#### TASK INSTRUCTIONS:
Give a verbatim copy of the data, leaving the pictures out.

#### DATA SUPPLIED:
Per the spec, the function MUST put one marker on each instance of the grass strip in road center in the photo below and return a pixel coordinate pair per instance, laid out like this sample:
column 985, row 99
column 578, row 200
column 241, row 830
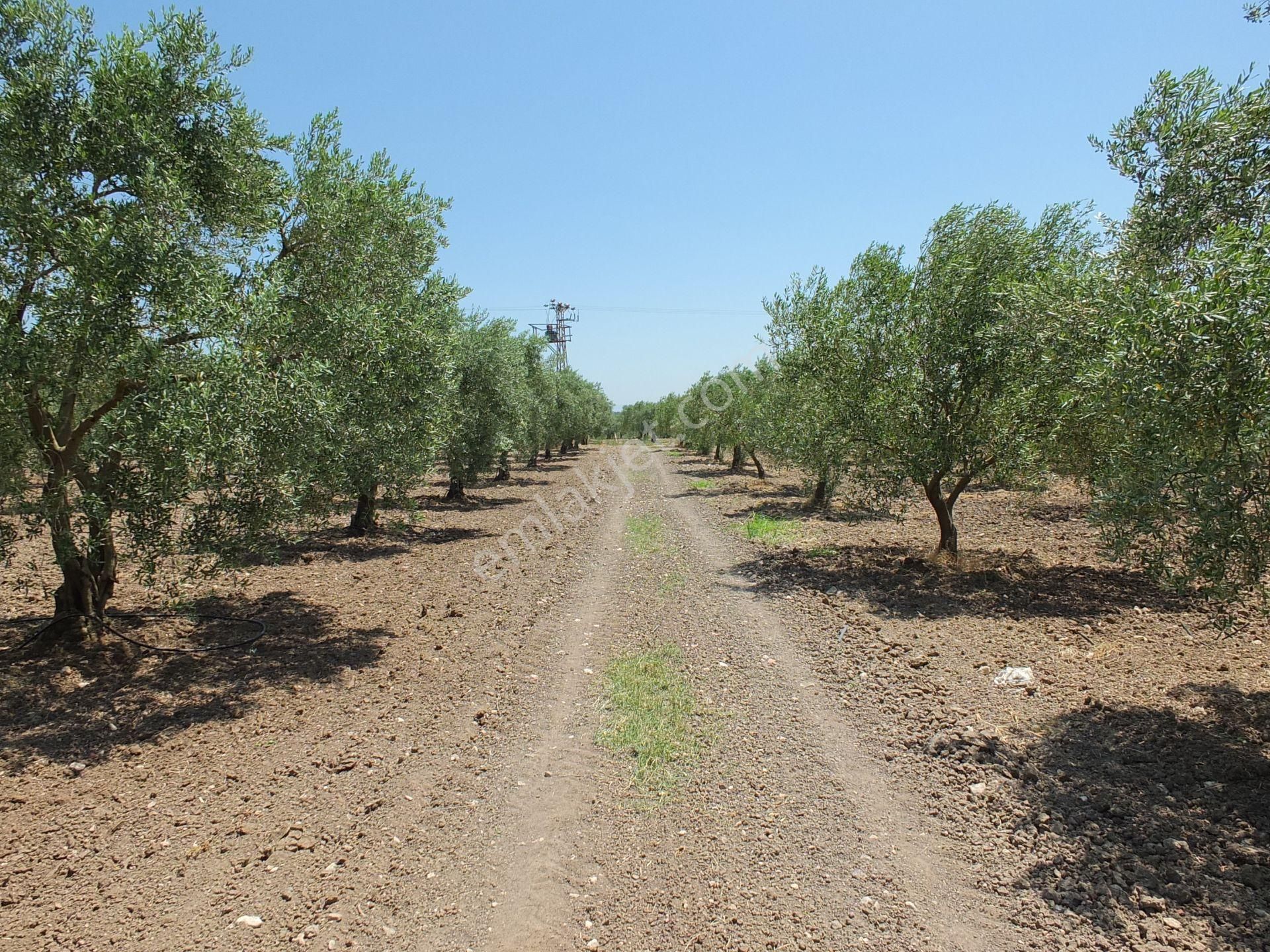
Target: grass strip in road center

#### WRITTEN SOLUTION:
Per the spec, the function MUST put one marker on each instance of the grass strip in road center in the photo below and return a pixel coordinate pair per instance, laid out like this sample:
column 985, row 99
column 578, row 200
column 241, row 830
Target: grass strip in road center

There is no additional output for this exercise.